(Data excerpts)
--------------------------------

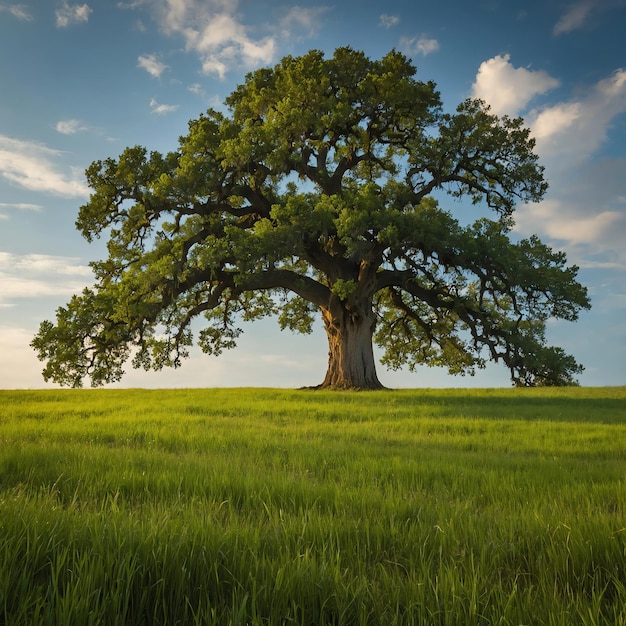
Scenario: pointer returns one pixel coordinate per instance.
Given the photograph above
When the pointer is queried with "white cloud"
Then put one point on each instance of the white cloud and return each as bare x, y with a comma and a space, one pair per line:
508, 89
40, 275
70, 127
19, 367
388, 21
32, 166
21, 206
568, 132
20, 11
152, 65
574, 17
212, 30
419, 45
162, 109
304, 18
68, 14
584, 209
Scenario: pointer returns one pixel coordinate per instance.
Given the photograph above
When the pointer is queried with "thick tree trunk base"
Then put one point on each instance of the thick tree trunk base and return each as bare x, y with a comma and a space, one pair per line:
351, 364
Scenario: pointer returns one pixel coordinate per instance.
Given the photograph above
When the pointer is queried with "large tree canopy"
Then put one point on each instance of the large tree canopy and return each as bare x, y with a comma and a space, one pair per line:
318, 193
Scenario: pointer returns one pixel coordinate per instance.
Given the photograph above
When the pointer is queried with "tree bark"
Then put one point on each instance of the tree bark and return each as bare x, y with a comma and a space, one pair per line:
351, 363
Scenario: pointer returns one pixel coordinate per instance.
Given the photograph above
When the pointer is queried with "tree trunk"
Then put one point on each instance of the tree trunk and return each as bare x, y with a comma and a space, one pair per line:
351, 363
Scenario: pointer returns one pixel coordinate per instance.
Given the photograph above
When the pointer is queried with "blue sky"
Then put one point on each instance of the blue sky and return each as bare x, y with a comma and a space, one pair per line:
81, 81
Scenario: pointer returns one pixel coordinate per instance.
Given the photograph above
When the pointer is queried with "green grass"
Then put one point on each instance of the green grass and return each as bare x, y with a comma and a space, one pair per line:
261, 506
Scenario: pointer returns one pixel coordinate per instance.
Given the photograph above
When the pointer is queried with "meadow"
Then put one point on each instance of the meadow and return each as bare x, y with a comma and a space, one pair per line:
293, 507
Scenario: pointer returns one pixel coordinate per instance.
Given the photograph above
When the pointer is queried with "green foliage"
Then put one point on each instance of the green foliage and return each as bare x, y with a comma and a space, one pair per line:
316, 192
268, 506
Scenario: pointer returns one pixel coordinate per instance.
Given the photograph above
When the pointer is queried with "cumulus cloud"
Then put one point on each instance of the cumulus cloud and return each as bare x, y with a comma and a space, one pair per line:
569, 132
508, 89
34, 166
585, 208
419, 45
20, 11
162, 109
307, 19
574, 17
68, 14
152, 65
388, 21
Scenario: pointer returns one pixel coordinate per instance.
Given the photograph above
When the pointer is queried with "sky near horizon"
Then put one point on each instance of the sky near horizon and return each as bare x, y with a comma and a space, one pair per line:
79, 82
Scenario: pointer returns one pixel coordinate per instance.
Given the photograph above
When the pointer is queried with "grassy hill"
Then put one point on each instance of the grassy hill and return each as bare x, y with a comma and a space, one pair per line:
266, 506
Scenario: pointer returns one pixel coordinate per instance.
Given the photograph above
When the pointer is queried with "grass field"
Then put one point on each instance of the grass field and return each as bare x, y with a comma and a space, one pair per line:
260, 506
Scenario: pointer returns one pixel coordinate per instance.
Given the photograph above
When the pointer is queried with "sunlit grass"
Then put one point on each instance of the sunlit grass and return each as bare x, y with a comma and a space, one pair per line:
262, 506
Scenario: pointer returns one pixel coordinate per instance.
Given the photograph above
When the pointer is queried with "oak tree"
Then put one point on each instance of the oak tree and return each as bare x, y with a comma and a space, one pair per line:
317, 193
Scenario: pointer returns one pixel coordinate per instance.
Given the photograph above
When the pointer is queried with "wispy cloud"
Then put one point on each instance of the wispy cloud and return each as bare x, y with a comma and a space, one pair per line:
304, 19
212, 30
152, 65
388, 21
20, 11
423, 45
21, 206
162, 109
68, 14
34, 166
70, 127
509, 89
40, 275
17, 206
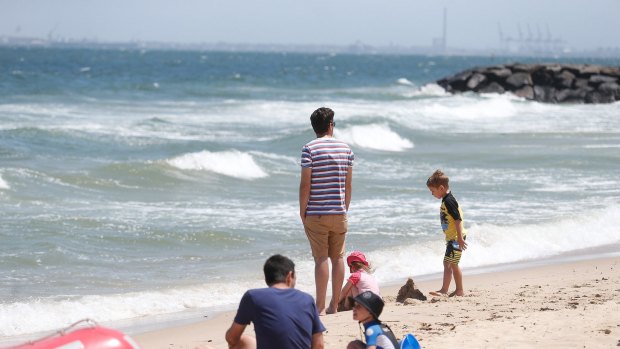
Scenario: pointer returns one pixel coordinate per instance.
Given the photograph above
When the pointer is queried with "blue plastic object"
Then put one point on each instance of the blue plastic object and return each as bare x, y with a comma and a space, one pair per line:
410, 342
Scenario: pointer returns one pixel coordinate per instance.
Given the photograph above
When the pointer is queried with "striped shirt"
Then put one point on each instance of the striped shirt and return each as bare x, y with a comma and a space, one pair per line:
329, 160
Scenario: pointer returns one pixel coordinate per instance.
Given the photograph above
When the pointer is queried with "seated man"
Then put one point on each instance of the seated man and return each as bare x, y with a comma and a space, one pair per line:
283, 317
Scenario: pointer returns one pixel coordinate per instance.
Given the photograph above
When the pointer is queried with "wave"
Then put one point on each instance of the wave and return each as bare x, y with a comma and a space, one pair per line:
404, 81
492, 244
374, 136
3, 183
231, 163
45, 314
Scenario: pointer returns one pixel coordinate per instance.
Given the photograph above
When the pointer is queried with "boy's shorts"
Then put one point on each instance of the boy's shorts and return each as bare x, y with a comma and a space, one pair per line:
326, 234
453, 252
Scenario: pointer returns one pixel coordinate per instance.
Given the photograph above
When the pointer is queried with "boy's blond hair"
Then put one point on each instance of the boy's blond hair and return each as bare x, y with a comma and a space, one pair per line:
438, 178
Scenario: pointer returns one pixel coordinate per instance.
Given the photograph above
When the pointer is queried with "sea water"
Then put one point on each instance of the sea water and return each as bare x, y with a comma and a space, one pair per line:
141, 184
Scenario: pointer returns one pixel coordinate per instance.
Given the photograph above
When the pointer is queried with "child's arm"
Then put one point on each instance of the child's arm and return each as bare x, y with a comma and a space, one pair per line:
346, 290
459, 234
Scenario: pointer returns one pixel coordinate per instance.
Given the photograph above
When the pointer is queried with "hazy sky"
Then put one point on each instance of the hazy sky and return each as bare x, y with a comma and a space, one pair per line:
471, 24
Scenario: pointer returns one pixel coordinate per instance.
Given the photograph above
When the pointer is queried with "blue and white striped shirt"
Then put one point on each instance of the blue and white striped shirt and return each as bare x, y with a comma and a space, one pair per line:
329, 160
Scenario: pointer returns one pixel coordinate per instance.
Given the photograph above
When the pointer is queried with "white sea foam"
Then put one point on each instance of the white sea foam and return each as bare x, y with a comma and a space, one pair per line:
491, 244
374, 136
3, 183
404, 81
428, 90
53, 313
232, 163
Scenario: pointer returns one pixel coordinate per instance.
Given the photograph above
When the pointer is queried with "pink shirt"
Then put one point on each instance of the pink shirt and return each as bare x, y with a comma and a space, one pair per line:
362, 282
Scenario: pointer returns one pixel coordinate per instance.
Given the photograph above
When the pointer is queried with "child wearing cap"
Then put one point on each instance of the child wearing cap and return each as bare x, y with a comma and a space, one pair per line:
359, 281
368, 306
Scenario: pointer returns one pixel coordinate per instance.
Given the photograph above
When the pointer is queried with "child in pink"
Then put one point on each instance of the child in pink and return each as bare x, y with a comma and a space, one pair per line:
359, 281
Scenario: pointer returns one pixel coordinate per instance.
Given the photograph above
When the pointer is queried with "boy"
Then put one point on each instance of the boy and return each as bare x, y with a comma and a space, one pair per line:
451, 218
367, 309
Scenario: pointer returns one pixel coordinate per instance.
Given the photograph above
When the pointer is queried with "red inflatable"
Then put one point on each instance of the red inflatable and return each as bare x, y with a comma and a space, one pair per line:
92, 337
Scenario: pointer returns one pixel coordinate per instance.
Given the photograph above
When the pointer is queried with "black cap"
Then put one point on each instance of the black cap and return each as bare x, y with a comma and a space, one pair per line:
370, 301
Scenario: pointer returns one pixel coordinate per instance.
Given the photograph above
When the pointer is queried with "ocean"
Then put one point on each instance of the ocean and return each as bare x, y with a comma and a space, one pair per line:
141, 185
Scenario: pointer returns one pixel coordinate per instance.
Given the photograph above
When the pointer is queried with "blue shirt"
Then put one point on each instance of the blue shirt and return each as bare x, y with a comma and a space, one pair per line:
283, 318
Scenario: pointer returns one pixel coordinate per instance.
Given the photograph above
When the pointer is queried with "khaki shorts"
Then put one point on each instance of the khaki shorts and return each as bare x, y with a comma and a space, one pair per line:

--------------------------------

▶ **DIRECTIONS FOR THIS TASK**
Within the lines above, find those holding the word "khaki" and copy them.

▶ **WRITTEN ANSWER**
When the pointer is queried with "khaki shorts"
Then put one point on each instance of the khaki shorts and return each as bare x, y with a comma and a space, one pair per line:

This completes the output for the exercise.